_PROBLEM REQUIREMENTS_
Your task is to output, without alteration, each line from the one containing "positive clicks: (613, 268) (611, 310)" through the final line of the records below.

_GIVEN ENTRIES_
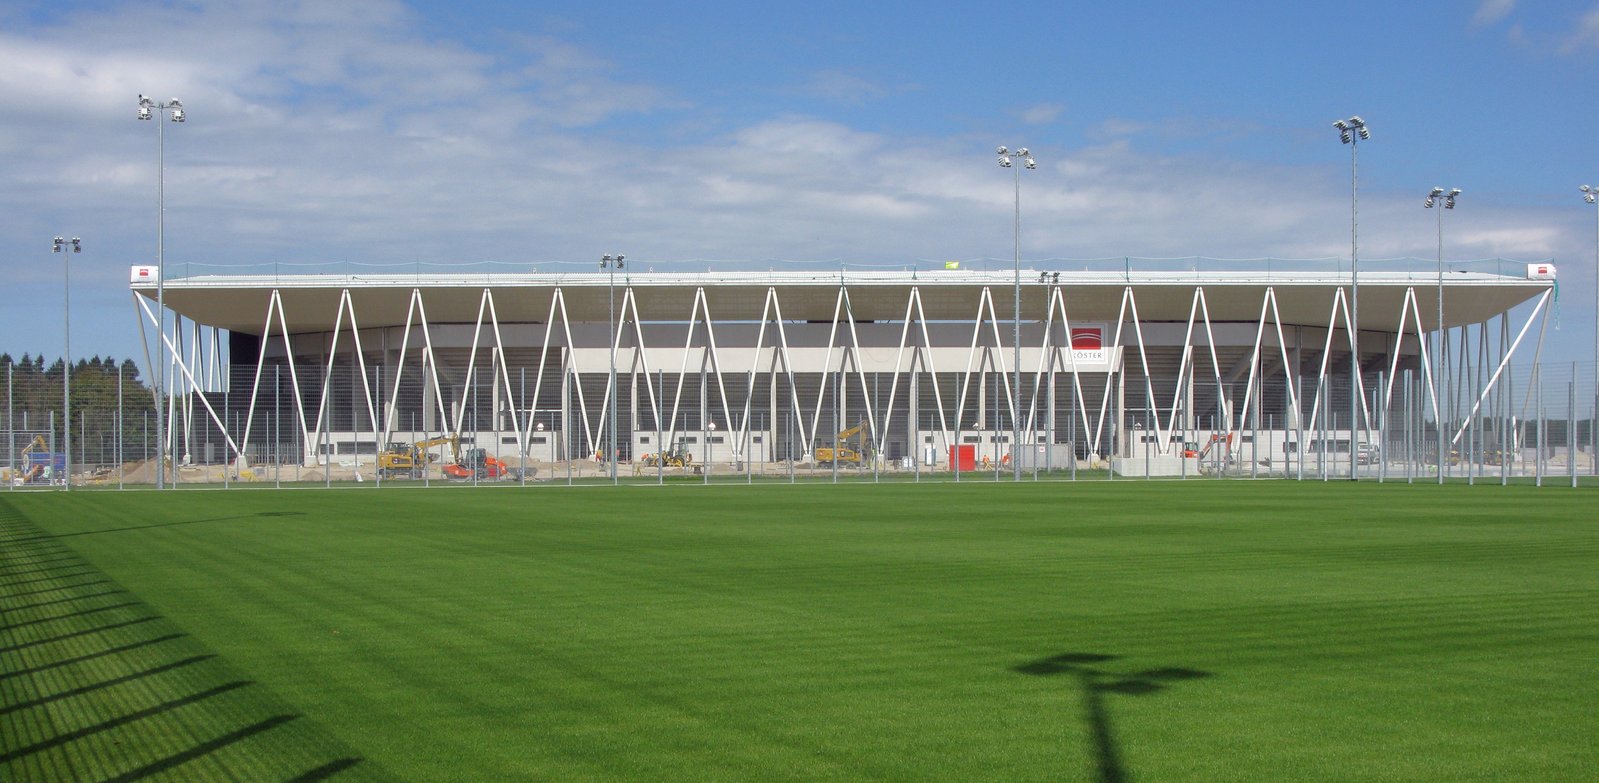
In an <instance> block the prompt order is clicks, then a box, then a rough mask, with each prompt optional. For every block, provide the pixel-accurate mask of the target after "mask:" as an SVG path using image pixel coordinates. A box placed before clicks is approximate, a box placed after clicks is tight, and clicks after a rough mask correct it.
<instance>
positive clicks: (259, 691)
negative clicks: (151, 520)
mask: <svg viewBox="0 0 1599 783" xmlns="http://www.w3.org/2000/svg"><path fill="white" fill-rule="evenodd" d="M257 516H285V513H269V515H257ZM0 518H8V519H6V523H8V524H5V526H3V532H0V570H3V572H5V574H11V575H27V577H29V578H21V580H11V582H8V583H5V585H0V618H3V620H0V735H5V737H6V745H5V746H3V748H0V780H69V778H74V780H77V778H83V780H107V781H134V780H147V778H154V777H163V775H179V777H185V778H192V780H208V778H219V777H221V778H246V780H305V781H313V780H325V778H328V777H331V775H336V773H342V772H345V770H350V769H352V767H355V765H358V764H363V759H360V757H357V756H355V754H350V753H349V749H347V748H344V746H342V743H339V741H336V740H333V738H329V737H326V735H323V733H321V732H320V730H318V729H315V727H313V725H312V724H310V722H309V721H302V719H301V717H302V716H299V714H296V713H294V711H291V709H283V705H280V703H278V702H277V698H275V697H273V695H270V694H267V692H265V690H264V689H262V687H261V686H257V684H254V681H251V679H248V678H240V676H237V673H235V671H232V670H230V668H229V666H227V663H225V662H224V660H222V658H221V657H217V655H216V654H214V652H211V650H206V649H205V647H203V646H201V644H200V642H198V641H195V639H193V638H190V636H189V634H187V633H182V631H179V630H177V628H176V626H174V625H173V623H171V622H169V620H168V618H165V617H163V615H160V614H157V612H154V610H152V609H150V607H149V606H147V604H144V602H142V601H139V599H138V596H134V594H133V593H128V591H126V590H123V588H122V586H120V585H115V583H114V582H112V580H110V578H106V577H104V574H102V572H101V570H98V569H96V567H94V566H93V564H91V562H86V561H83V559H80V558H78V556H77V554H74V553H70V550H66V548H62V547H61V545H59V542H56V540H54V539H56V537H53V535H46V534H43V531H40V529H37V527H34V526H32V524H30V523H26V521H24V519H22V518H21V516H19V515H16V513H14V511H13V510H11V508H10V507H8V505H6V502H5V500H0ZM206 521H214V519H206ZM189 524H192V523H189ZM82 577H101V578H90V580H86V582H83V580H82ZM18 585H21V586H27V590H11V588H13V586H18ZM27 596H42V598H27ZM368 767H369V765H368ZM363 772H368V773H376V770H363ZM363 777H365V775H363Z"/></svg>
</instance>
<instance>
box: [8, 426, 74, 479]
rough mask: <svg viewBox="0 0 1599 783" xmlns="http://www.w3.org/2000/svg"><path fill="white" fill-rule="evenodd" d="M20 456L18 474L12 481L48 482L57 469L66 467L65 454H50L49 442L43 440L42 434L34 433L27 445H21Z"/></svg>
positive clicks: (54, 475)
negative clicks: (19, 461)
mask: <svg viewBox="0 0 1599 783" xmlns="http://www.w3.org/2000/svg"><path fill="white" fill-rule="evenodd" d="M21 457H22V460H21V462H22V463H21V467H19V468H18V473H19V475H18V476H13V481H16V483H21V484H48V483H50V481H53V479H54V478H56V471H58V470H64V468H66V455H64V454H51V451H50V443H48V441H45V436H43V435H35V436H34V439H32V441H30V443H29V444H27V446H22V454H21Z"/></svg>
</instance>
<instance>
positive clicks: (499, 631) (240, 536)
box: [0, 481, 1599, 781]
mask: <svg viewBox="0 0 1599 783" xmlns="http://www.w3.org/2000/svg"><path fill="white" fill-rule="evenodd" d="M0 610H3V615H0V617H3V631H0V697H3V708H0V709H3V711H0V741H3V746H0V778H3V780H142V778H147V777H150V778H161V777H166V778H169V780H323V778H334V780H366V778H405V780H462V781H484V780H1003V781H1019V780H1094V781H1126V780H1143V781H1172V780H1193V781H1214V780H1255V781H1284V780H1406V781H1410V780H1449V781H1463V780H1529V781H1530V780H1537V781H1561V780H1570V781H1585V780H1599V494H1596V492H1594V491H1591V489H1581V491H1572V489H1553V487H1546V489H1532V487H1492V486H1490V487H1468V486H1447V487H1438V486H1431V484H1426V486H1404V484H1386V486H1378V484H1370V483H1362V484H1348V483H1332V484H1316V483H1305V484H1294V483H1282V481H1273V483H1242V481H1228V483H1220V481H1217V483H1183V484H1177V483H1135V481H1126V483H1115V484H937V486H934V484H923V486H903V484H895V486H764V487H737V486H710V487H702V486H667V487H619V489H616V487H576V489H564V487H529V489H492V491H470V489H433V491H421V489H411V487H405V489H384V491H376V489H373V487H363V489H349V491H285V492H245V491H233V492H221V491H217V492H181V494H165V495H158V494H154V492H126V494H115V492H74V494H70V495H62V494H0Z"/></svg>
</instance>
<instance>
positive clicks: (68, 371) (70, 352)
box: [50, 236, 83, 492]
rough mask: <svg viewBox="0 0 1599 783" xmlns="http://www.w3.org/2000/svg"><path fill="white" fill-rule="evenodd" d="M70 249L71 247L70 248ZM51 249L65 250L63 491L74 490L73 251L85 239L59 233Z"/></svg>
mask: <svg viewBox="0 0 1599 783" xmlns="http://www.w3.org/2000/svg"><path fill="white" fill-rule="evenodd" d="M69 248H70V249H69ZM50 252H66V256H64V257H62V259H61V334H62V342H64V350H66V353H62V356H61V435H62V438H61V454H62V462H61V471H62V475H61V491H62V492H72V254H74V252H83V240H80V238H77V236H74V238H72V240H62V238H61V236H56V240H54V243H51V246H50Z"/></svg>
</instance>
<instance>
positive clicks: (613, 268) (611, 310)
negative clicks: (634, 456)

_REPLY TO THE EXERCISE_
positive clicks: (613, 268) (611, 310)
negative clicks: (634, 456)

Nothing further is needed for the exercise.